# YOUR TASK:
Could you return only the lines that run from the line with "One point per instance, written like point(95, 420)" through the final line of the data, exactly as they stand?

━━ SUPPLIED MATERIAL

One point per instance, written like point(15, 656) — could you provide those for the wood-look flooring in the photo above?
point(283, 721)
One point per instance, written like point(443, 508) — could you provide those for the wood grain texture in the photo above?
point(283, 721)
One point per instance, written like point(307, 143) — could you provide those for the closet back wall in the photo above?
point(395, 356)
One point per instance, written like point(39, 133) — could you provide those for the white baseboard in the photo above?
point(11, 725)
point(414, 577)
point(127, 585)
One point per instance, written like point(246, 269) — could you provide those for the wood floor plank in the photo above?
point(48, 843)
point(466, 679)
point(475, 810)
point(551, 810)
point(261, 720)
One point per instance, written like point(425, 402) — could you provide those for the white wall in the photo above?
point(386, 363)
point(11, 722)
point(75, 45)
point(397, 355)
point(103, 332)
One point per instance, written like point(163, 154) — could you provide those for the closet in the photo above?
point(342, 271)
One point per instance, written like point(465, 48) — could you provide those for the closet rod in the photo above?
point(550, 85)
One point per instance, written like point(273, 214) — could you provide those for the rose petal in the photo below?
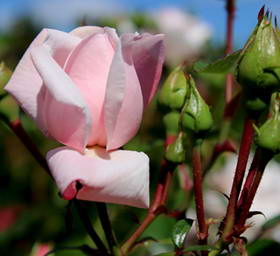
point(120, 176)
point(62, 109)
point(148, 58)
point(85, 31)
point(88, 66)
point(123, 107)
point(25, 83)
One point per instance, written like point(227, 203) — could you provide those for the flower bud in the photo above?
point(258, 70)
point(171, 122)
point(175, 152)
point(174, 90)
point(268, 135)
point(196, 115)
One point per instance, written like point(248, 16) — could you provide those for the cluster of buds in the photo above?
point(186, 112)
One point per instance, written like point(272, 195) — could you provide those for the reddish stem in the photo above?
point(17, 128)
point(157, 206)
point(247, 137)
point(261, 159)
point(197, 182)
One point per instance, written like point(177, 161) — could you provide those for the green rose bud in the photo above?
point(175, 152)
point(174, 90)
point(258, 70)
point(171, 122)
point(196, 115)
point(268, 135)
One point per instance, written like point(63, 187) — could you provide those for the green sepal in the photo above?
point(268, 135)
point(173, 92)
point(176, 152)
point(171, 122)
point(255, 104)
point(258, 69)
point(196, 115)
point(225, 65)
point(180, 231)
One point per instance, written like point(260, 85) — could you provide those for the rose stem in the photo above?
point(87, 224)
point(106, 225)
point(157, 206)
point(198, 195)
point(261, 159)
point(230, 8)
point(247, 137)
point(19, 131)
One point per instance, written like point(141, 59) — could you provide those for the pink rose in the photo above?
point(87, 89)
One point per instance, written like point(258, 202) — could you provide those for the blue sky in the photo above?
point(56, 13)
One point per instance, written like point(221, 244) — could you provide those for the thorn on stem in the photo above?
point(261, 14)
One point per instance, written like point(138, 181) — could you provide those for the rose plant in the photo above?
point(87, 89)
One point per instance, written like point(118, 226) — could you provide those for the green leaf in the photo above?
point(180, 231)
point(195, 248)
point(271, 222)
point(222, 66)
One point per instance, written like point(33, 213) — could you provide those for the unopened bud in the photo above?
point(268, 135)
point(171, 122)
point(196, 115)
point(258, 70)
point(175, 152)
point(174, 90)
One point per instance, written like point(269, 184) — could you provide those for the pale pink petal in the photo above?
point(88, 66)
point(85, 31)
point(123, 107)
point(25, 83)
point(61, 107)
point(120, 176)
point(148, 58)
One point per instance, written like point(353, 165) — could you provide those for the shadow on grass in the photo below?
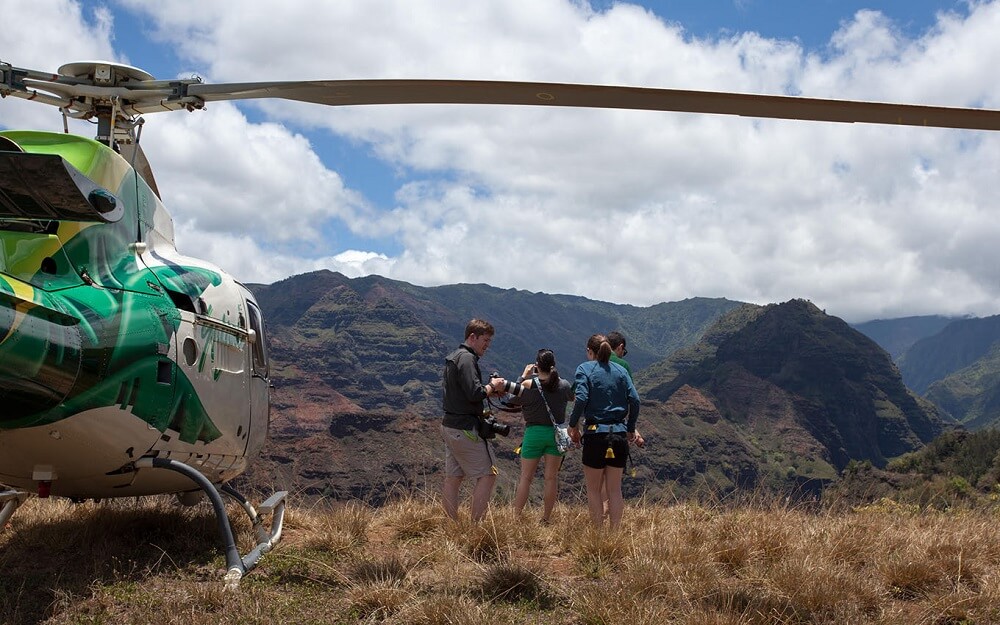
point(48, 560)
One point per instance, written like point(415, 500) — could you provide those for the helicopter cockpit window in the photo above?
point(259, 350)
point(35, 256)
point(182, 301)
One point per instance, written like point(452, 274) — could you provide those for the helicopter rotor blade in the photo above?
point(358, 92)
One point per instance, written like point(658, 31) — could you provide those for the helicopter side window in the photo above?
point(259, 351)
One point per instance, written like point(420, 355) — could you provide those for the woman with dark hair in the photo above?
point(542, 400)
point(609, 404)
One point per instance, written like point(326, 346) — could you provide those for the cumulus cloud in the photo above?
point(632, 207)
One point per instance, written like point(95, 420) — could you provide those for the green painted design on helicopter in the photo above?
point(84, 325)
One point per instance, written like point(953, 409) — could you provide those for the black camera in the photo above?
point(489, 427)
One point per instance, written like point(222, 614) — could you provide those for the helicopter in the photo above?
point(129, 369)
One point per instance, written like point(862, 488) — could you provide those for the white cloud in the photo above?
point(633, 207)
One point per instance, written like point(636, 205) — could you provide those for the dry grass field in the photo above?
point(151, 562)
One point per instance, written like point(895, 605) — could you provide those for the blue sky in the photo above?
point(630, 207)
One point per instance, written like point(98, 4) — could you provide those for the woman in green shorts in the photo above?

━━━━

# SOLUTION TO THIS EXERCISE:
One point per instance, written like point(95, 420) — could you provide those for the green painted design on helicopter in the photo above?
point(84, 325)
One point per instance, written like point(953, 409) — could you provide those for the black camera in the photo above?
point(489, 427)
One point per instance, written like point(222, 614) — could you provide those for the helicopter in the photo above?
point(129, 369)
One point per instance, written like point(862, 488) — could you provide those for the white cloud in the photo above?
point(633, 207)
One point per instance, written like point(636, 205) — could you provide those for the dry grass field in the photo above?
point(151, 562)
One point per instance, written like point(895, 605) — could you provide those for the blue sky in the photo above?
point(630, 207)
One point per instance, written like point(98, 4) — could you provide those for the woman in green shorts in the photo above?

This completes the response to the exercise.